GOAL -> Pick out each line in the listing below that contains the word "green", and copy those lines.

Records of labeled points
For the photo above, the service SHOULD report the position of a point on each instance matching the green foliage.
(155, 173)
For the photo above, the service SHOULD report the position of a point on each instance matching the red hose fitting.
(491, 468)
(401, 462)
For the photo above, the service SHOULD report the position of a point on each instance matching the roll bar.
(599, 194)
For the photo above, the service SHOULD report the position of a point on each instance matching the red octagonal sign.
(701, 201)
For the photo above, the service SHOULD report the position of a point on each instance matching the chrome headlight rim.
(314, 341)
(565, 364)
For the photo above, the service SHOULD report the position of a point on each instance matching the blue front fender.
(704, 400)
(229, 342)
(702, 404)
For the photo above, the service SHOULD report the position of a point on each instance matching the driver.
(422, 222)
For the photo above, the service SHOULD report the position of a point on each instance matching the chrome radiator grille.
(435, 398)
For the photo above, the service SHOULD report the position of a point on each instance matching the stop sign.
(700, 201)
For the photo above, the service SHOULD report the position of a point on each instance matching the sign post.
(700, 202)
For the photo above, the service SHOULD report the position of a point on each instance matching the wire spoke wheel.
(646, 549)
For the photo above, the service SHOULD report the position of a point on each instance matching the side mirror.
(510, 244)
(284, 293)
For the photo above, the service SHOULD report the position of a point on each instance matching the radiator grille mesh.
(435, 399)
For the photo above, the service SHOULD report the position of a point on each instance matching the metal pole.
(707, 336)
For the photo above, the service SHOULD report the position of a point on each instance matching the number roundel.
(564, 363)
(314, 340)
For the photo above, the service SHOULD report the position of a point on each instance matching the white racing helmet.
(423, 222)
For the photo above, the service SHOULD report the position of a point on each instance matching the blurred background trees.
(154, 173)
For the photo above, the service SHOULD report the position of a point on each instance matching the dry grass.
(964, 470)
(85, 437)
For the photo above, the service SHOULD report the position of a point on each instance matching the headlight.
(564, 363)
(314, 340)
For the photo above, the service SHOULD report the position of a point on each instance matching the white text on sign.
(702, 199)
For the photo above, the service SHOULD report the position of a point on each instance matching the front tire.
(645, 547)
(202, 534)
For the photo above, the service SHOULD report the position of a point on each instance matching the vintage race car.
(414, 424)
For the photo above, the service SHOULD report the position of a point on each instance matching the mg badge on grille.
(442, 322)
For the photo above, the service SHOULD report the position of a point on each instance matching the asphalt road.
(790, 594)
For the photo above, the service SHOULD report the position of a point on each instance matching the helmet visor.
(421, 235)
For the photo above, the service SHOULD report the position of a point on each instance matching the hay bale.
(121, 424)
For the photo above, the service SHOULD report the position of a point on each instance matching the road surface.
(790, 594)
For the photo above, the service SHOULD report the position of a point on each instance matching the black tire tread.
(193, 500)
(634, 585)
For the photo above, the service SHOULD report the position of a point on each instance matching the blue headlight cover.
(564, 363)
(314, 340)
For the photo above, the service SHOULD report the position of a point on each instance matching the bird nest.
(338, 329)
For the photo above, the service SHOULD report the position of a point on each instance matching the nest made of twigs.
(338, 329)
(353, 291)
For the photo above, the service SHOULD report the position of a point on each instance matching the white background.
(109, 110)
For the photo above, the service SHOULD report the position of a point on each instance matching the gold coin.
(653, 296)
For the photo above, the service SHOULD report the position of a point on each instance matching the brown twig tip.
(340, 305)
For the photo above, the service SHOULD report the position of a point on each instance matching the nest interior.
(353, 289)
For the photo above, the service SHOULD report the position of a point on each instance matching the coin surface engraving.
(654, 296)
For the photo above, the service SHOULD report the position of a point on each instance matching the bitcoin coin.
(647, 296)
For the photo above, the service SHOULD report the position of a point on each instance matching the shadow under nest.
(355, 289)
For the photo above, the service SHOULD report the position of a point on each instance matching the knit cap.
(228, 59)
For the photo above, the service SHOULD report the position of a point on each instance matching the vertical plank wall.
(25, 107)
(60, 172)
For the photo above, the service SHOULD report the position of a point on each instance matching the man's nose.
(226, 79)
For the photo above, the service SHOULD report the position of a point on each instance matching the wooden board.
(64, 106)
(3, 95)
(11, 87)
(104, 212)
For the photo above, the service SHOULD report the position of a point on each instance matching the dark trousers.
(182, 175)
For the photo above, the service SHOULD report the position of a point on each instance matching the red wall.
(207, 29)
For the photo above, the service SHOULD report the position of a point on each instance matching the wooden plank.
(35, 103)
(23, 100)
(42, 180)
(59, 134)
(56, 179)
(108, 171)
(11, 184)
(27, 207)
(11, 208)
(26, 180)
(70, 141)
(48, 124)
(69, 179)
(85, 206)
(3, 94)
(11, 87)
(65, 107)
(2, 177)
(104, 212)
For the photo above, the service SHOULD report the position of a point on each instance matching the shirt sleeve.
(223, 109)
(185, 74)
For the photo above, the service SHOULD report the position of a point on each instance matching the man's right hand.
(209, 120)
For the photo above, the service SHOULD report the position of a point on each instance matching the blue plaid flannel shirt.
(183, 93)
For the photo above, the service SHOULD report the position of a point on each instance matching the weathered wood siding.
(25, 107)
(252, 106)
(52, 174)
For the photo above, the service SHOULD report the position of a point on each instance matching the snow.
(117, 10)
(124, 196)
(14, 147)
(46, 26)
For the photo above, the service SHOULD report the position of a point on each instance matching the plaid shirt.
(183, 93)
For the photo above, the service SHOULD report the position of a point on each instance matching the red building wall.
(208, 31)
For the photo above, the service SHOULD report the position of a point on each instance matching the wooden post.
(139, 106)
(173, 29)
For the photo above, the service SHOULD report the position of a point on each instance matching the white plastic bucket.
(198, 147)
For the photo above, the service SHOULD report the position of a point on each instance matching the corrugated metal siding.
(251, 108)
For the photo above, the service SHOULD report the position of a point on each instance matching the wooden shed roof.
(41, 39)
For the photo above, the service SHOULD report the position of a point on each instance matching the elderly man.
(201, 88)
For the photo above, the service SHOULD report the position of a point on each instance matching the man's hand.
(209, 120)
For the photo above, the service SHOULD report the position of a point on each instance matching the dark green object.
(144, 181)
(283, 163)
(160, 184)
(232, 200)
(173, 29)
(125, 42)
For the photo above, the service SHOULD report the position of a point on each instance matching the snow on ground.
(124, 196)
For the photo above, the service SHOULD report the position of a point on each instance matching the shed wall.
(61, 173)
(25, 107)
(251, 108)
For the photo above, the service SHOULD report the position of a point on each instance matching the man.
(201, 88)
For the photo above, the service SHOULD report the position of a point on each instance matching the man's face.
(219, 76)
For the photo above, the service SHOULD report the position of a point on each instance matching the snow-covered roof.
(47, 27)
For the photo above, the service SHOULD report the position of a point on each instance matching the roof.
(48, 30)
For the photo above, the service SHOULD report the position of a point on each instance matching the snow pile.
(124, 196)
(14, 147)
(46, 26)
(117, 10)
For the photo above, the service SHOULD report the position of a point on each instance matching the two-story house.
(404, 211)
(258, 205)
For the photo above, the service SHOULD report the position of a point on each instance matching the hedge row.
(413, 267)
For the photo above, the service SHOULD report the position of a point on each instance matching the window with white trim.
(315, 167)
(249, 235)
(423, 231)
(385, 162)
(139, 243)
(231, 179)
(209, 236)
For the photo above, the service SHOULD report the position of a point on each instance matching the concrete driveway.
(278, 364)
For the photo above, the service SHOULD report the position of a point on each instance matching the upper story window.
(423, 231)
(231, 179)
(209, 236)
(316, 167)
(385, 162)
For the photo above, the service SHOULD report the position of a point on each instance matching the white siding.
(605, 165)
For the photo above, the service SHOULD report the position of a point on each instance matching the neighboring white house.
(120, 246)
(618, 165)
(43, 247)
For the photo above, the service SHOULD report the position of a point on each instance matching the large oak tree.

* * *

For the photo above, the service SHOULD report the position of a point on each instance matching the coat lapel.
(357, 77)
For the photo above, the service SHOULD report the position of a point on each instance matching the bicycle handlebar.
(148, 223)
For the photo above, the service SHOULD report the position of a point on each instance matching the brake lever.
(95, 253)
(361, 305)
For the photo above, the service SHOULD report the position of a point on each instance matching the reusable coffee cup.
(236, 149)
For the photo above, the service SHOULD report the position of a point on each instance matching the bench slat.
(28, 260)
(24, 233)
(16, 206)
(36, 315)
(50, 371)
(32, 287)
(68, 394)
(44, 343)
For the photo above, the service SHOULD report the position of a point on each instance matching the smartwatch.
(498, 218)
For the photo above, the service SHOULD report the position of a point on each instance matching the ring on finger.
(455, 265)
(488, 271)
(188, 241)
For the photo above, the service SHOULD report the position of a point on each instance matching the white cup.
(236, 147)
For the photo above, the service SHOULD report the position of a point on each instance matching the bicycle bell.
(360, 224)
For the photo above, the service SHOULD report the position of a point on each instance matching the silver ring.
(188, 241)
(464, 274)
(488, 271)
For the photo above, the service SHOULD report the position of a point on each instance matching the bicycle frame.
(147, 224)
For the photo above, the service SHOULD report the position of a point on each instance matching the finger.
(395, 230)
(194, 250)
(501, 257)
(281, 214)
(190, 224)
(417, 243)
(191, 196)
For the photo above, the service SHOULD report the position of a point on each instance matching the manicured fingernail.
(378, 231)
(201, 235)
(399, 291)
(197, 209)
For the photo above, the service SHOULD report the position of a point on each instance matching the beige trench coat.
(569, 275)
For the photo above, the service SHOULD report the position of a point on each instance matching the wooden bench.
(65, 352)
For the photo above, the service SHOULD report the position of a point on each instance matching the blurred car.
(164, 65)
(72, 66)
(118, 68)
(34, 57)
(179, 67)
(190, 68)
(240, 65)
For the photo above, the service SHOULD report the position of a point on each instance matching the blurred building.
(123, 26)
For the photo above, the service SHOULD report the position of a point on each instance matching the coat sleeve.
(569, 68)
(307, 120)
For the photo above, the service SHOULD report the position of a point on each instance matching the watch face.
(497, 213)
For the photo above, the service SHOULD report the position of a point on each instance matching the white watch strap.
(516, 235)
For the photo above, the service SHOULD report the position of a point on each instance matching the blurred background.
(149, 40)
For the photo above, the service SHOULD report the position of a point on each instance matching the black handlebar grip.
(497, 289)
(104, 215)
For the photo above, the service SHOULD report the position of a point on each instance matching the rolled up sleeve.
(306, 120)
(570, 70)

RESPONSE ->
For the photo above, the service SHOULD report the position of a point on each instance matching the green foliage.
For the photo above, the service SHOULD report the position of a point on each instance matching the dark green object.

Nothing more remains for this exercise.